== Texte source ==

Les services départementaux d'incendie et de secours (SDIS) du grand ouest font appel à l’université de Poitiers pour bénéficier d’un accompagnement dans la formation en sécurité incendie des pompiers. Ils souhaitent ainsi bénéficier de l’expertise de la filière gestion des risques développée au sein de l’IRIAF à Niort et des recherches sur le comportement au feu des matériaux menées à l’institut P’ (université de Poitiers – CNRS – ISAE-ENSMA).

Mieux comprendre la science du feu, un enjeu vital

Contrairement à ce que l’on peut penser, les pompiers ne sont pas experts de la science du feu. Ils sont très bien formés et préparés aux techniques de manipulation des moyens de lutte contre l’incendie (lances, échelles…) mais beaucoup plus rarement à la compréhension scientifique des mécanismes liés à un incendie. De ce constat, est née en 2012, une première coopération entre le SDIS de Vendée et les chercheurs de l’Institut P’. « Ils souhaitaient être accompagnés dans la compréhension des phénomènes liés au feu afin d’intégrer les explications scientifiques dans leurs formations » explique Thomas Rogaume, professeur à l’Institut P’. « Il s’agissait de comprendre par exemple comment se produit un accident thermique, quelle est la toxicité des fumées, pourquoi cela peut se réenflammer… ». Ces informations sont vitales afin d’éviter les accidents. 75% des interventions des pompiers concernent les secours à personnes. Les incendies sont beaucoup plus rares, heureusement, mais de ce fait, les pompiers, notamment les plus jeunes, sont peu aguerris à la lecture du feu, l’anticipation de son évolution.

« La formation m’a sauvé la vie ! »

===

→ Travail demandé
(1) D'après le texte sur la formation des pompiers, en quelle année est née la première coopération entre le SDIS de Vendée et les chercheurs de l'Institut P' ?
(2) Recopiez à l'identique le texte sur la formation des pompiers, depuis « Les services départementaux » jusqu'à « CNRS – ISAE-ENSMA). » inclus.

== Données fournies ==

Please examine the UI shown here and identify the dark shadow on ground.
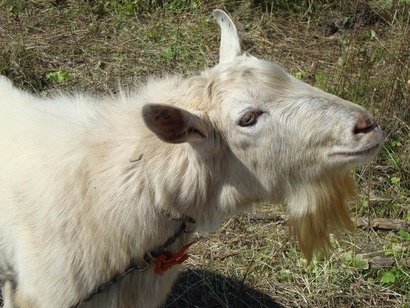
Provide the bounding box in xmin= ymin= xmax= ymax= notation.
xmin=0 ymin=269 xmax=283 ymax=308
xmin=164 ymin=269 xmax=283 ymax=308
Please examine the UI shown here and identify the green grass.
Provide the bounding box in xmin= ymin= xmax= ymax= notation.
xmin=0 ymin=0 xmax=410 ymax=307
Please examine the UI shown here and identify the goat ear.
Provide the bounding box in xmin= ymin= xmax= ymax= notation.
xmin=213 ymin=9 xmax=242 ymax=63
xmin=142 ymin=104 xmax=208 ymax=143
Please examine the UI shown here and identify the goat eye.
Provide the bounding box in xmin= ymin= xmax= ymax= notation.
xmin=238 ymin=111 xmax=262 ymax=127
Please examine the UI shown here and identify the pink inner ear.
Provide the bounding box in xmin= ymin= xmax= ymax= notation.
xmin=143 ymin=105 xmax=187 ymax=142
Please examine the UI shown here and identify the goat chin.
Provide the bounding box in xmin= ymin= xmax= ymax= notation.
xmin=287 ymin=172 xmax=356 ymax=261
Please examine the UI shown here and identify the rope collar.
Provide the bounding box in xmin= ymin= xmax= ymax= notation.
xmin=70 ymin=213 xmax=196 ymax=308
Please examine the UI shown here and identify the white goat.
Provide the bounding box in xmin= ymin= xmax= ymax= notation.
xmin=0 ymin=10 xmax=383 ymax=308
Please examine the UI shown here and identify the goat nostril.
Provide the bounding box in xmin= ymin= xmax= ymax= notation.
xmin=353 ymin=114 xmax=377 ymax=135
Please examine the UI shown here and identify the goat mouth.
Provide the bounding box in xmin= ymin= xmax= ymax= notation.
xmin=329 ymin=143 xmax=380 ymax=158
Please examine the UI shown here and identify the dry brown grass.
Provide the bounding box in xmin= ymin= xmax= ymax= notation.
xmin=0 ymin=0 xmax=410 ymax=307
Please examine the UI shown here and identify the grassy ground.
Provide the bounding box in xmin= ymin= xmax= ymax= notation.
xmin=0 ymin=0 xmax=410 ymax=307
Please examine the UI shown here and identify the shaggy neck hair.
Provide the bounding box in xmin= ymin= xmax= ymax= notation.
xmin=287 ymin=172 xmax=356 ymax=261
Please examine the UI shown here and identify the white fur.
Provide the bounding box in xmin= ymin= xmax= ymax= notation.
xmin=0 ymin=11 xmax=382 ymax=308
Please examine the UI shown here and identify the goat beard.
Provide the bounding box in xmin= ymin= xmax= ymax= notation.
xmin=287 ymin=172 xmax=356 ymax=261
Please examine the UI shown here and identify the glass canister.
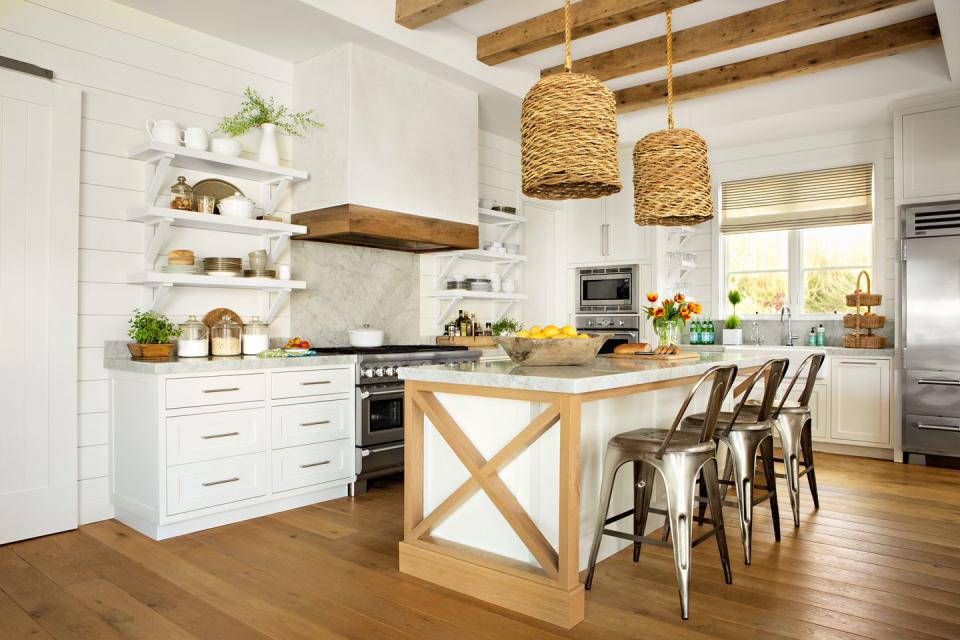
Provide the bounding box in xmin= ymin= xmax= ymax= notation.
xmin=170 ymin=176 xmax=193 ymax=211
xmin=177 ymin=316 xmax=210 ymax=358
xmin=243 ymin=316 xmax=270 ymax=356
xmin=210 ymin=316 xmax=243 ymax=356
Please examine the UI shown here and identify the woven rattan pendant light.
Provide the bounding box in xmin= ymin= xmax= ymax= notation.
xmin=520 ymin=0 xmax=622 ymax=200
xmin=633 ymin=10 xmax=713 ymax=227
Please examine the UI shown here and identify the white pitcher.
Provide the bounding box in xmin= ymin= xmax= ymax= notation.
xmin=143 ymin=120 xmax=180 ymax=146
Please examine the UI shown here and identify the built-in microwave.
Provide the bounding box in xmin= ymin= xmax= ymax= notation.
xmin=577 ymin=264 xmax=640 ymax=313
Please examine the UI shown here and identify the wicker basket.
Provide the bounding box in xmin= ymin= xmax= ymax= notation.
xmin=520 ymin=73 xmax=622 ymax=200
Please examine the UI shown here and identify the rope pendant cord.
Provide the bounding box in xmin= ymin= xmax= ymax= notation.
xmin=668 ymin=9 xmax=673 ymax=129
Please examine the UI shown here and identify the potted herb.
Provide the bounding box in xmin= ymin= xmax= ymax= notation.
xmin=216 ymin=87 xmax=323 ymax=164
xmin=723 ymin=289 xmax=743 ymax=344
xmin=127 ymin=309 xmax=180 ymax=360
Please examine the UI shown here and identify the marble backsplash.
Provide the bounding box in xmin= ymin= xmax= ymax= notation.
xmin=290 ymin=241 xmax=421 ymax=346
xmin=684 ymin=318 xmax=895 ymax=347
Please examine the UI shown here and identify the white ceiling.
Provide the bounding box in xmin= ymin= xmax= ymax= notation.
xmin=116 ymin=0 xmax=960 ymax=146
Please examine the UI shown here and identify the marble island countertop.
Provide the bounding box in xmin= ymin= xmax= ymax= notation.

===

→ Réponses par numéro
(1) En 2012.

(2)
Les services départementaux d'incendie et de secours (SDIS) du grand ouest font appel à l’université de Poitiers pour bénéficier d’un accompagnement dans la formation en sécurité incendie des pompiers. Ils souhaitent ainsi bénéficier de l’expertise de la filière gestion des risques développée au sein de l’IRIAF à Niort et des recherches sur le comportement au feu des matériaux menées à l’institut P’ (université de Poitiers – CNRS – ISAE-ENSMA).